### Recorded information
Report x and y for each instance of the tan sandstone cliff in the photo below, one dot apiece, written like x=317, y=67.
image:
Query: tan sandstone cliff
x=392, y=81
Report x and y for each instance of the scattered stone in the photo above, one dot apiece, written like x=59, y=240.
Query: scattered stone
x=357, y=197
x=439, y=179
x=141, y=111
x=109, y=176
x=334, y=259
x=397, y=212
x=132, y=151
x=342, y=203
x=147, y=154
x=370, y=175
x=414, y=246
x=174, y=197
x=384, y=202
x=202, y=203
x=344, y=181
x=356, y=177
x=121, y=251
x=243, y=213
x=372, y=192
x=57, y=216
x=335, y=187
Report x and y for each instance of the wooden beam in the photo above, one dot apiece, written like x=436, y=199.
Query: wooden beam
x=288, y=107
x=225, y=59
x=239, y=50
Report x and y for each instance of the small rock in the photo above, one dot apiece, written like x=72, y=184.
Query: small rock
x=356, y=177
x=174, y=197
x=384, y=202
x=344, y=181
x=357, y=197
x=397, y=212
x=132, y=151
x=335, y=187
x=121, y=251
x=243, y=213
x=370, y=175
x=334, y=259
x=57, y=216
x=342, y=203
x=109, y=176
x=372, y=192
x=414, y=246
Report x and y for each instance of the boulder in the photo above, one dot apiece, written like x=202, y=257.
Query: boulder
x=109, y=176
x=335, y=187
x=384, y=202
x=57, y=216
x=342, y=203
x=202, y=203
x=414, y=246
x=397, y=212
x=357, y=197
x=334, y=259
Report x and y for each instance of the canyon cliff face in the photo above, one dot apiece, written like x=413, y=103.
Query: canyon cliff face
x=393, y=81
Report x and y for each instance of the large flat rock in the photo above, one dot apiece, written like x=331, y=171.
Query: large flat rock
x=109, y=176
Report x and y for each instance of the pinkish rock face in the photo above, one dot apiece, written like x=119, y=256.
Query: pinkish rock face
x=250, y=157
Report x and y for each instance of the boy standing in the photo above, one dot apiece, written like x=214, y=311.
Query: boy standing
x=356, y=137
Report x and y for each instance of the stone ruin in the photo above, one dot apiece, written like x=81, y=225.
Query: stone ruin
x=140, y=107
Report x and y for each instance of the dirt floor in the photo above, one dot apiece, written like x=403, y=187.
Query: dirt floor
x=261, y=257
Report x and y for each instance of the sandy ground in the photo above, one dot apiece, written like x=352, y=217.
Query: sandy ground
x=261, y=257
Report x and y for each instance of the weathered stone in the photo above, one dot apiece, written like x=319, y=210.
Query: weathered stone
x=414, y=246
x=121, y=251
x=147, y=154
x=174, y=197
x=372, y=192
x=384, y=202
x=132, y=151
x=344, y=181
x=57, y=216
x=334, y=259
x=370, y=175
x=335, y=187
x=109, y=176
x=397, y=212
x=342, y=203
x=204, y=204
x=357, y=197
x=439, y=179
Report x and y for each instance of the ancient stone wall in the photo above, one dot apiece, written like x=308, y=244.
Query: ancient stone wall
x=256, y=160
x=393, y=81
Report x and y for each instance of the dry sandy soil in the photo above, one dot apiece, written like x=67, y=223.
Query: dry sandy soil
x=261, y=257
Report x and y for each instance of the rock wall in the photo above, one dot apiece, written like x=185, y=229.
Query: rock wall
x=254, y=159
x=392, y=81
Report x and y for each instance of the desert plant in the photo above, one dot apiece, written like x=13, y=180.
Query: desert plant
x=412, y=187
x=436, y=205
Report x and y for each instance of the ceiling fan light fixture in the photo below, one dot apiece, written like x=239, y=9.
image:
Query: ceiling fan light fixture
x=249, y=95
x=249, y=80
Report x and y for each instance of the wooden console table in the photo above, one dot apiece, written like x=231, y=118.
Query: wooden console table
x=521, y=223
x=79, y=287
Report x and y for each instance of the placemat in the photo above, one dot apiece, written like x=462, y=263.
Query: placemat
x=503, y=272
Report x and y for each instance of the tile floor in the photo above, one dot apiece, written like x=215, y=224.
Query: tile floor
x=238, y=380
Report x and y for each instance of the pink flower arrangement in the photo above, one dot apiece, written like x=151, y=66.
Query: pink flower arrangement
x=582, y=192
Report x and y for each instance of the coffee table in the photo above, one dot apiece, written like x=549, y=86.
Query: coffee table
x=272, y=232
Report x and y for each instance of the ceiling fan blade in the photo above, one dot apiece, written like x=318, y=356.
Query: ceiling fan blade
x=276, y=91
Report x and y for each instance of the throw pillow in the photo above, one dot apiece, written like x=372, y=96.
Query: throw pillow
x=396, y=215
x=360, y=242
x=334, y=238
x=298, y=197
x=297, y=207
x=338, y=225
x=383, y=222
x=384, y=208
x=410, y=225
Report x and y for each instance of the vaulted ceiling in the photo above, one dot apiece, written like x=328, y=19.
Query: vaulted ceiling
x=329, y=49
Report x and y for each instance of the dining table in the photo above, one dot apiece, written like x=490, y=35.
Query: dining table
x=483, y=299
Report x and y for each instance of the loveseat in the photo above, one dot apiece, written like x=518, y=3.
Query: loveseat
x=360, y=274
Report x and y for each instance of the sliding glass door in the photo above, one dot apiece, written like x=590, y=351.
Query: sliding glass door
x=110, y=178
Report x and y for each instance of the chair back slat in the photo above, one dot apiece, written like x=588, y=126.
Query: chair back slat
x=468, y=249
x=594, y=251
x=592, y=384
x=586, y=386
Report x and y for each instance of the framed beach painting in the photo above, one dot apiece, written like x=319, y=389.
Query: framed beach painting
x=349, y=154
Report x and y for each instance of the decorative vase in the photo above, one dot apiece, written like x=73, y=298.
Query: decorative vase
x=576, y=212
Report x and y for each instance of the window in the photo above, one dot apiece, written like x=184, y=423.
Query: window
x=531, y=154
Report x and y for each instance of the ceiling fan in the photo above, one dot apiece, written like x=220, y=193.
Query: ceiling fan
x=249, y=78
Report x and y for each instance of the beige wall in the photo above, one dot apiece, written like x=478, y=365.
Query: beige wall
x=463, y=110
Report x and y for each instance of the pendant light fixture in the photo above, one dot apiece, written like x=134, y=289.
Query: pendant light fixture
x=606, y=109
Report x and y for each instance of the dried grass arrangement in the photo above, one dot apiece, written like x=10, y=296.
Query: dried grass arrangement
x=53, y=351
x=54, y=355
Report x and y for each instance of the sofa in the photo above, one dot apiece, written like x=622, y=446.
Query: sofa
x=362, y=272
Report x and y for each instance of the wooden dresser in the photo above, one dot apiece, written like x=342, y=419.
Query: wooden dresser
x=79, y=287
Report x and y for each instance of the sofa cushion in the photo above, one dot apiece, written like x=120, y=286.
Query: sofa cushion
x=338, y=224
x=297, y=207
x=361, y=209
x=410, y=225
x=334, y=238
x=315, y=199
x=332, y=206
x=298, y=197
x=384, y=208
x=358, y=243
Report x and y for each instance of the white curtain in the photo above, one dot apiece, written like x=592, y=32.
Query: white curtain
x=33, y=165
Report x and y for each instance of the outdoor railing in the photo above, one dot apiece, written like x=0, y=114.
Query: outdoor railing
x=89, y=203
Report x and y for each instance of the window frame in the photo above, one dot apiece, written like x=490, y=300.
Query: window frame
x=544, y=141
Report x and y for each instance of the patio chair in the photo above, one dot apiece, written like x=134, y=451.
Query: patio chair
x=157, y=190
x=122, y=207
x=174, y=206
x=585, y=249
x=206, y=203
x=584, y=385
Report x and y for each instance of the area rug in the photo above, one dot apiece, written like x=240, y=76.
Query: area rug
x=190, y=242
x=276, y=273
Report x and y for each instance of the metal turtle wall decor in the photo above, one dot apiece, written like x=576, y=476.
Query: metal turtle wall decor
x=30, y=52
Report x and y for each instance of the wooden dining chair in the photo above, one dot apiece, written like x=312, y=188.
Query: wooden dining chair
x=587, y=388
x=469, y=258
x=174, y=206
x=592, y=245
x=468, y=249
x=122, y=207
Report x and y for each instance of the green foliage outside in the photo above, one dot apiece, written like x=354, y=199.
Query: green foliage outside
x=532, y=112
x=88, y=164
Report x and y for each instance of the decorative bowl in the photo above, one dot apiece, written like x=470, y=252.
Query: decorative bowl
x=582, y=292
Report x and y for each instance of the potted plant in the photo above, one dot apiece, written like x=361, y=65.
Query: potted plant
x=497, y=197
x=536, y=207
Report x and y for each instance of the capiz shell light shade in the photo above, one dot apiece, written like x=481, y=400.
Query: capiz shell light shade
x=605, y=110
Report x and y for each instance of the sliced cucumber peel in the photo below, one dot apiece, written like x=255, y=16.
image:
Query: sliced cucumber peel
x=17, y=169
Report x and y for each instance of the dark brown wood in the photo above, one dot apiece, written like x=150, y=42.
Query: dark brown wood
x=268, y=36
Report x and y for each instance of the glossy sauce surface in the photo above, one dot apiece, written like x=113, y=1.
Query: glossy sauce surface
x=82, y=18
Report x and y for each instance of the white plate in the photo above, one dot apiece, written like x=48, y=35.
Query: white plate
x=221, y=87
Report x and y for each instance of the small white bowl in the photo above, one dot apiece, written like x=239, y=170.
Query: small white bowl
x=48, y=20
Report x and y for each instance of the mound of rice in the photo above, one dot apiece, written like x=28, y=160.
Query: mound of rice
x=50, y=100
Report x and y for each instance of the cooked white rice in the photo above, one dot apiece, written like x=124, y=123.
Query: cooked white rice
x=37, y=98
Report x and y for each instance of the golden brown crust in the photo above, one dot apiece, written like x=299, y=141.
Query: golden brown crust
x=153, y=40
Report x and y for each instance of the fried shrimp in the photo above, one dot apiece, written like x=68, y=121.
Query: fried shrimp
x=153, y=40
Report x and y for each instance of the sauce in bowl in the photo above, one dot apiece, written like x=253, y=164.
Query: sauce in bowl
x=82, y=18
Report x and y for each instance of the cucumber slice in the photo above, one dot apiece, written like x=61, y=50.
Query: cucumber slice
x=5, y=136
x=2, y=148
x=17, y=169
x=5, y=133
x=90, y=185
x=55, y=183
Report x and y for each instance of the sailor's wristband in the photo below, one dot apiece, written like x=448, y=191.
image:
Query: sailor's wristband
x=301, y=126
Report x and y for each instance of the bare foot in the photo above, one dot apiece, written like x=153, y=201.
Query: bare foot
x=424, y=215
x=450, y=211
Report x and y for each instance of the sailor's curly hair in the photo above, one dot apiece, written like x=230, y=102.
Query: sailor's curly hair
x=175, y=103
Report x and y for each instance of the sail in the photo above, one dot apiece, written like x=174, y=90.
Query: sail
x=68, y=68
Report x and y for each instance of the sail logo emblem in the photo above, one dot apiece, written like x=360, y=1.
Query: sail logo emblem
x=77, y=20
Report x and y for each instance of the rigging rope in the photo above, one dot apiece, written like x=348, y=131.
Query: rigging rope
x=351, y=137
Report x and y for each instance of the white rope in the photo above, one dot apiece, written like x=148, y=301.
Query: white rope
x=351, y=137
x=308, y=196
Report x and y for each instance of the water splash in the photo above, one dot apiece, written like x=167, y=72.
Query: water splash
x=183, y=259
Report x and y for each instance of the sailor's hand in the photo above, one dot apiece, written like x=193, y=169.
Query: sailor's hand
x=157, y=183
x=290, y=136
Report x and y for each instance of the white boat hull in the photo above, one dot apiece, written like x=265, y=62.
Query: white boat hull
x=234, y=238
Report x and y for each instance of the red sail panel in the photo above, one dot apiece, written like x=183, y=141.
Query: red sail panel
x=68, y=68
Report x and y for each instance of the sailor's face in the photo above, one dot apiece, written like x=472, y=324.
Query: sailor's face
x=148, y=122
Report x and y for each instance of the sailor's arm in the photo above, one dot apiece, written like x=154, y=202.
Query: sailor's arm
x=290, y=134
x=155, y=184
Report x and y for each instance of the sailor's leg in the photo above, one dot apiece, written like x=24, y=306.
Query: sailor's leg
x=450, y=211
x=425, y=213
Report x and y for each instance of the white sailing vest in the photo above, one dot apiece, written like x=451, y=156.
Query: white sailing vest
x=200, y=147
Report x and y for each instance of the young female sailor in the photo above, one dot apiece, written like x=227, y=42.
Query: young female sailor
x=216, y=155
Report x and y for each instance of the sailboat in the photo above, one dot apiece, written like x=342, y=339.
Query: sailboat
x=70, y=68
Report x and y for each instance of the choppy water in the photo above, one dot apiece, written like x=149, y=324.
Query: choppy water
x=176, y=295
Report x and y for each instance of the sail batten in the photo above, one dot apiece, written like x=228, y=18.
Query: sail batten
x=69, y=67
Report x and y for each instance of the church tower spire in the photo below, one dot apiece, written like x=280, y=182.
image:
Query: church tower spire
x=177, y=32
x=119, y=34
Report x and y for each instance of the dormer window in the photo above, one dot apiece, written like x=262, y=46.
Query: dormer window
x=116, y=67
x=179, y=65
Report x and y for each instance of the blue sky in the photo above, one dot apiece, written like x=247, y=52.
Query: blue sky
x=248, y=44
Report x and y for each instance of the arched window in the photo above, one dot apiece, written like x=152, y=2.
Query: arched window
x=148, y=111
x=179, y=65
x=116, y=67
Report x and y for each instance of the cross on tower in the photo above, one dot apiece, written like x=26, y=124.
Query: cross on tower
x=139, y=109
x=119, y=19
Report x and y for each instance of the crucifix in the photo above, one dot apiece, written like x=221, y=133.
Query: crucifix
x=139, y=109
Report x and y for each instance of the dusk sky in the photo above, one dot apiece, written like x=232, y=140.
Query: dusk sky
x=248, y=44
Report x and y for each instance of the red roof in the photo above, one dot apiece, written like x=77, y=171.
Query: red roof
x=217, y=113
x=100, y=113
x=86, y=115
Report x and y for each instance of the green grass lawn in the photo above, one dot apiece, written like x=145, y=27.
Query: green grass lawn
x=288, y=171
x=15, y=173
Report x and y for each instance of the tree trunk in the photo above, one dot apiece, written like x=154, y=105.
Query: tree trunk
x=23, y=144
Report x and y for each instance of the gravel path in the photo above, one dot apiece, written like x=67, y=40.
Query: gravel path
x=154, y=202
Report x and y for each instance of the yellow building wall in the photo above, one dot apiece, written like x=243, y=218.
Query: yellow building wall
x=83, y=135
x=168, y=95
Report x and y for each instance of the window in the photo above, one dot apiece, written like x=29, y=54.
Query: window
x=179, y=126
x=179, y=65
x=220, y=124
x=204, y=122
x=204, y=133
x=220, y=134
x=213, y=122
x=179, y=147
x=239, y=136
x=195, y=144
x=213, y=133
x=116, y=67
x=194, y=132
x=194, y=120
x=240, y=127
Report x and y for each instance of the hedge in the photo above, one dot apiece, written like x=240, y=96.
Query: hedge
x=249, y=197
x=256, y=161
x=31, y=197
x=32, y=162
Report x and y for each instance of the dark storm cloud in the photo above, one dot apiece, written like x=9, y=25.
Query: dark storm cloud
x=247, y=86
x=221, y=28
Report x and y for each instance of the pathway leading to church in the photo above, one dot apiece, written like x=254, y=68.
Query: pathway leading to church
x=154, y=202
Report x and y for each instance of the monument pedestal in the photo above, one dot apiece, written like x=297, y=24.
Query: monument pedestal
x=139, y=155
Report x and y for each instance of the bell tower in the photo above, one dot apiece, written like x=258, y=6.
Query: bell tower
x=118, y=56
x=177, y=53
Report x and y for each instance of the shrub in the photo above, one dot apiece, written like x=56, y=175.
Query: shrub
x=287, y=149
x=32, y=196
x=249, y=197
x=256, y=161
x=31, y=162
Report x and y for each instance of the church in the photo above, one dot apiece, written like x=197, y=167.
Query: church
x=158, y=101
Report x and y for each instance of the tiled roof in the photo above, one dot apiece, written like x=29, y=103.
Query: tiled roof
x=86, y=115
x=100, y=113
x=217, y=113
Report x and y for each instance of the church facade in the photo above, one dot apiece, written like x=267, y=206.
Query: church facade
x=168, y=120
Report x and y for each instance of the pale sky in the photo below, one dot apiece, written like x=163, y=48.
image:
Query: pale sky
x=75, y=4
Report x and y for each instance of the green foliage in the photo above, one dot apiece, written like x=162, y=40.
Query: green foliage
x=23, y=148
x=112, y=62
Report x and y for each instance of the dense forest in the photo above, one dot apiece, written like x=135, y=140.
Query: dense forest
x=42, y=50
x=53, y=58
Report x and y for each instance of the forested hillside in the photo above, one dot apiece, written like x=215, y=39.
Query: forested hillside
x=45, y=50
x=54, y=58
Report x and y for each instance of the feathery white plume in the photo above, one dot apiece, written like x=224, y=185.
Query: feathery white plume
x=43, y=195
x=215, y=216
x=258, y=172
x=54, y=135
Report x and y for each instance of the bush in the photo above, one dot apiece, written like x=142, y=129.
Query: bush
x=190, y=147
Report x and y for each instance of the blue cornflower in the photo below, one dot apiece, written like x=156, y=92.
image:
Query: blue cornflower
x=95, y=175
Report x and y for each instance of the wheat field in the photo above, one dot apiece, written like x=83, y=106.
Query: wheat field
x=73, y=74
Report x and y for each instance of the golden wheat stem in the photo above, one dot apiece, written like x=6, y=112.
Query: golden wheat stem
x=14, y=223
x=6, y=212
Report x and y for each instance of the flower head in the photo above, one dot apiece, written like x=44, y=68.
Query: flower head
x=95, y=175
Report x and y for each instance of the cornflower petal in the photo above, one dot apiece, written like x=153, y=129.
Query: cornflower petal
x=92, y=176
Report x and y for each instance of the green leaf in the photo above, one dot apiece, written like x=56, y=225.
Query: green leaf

### What the exercise asks
Please reproduce the lines from the line with "like x=318, y=356." to the line with "Report x and y for each instance of the chair", both ends included, exactly as they appear above.

### Answer space
Report x and y for each instance of the ceiling fan blade in the photo above, one dot apiece, written like x=318, y=356.
Query: ceiling fan blade
x=276, y=91
Report x and y for each instance of the throw pillow in the photo above, one dot apiece, written like x=372, y=96.
Query: throw pillow
x=396, y=215
x=360, y=242
x=334, y=238
x=298, y=197
x=297, y=207
x=338, y=225
x=383, y=222
x=384, y=208
x=410, y=225
Report x and y for each instance of the vaulted ceiling in the photo above, one dot apiece, written like x=328, y=19.
Query: vaulted ceiling
x=329, y=49
Report x and y for each instance of the dining table in the photo above, one dot apiece, written like x=490, y=35.
Query: dining table
x=483, y=299
Report x and y for each instance of the loveseat in the photo above, one dot apiece, written like x=518, y=3.
Query: loveseat
x=360, y=274
Report x and y for each instance of the sliding glass door in the photo above, one dot apiece, written like x=590, y=351.
Query: sliding glass door
x=110, y=178
Report x and y for each instance of the chair back slat in the photo above, one dot apiece, written like x=588, y=126.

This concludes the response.